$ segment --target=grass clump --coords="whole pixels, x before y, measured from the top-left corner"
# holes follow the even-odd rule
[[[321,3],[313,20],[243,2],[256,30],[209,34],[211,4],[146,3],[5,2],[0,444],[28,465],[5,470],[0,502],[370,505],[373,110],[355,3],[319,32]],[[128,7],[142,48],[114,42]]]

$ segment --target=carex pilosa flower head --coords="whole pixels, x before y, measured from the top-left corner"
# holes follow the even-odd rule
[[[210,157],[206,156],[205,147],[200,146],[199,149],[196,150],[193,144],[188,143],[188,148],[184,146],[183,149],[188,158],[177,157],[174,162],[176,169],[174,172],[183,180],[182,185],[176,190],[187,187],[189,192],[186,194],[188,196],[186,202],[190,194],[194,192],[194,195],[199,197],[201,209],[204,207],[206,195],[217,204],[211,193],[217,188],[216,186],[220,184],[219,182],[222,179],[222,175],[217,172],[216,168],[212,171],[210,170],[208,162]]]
• • • • •
Please reproduce all of the data above, keeping every line unchanged.

## CORRECT RESPONSE
$ segment --target=grass clump --coords="whole pixels, x before y, measured from the top-left corner"
# holes follow the even-odd rule
[[[321,3],[313,20],[243,2],[256,30],[209,34],[211,4],[146,3],[5,2],[0,444],[28,465],[5,470],[0,502],[370,505],[373,110],[355,3],[319,32]],[[128,7],[142,48],[114,42]]]

$ segment --target=carex pilosa flower head --coords="whole pixels, x before y, measured from the top-left corner"
# holes follow the even-odd rule
[[[210,157],[206,156],[205,147],[200,146],[199,149],[196,150],[193,144],[188,143],[188,148],[184,146],[183,149],[188,158],[177,157],[174,162],[176,169],[174,172],[183,180],[182,185],[176,190],[187,187],[189,192],[186,194],[188,196],[186,202],[190,194],[194,192],[194,195],[199,197],[201,209],[204,207],[206,195],[217,204],[211,193],[217,188],[216,186],[220,184],[219,182],[222,179],[222,175],[217,172],[216,168],[212,171],[210,170],[208,162]]]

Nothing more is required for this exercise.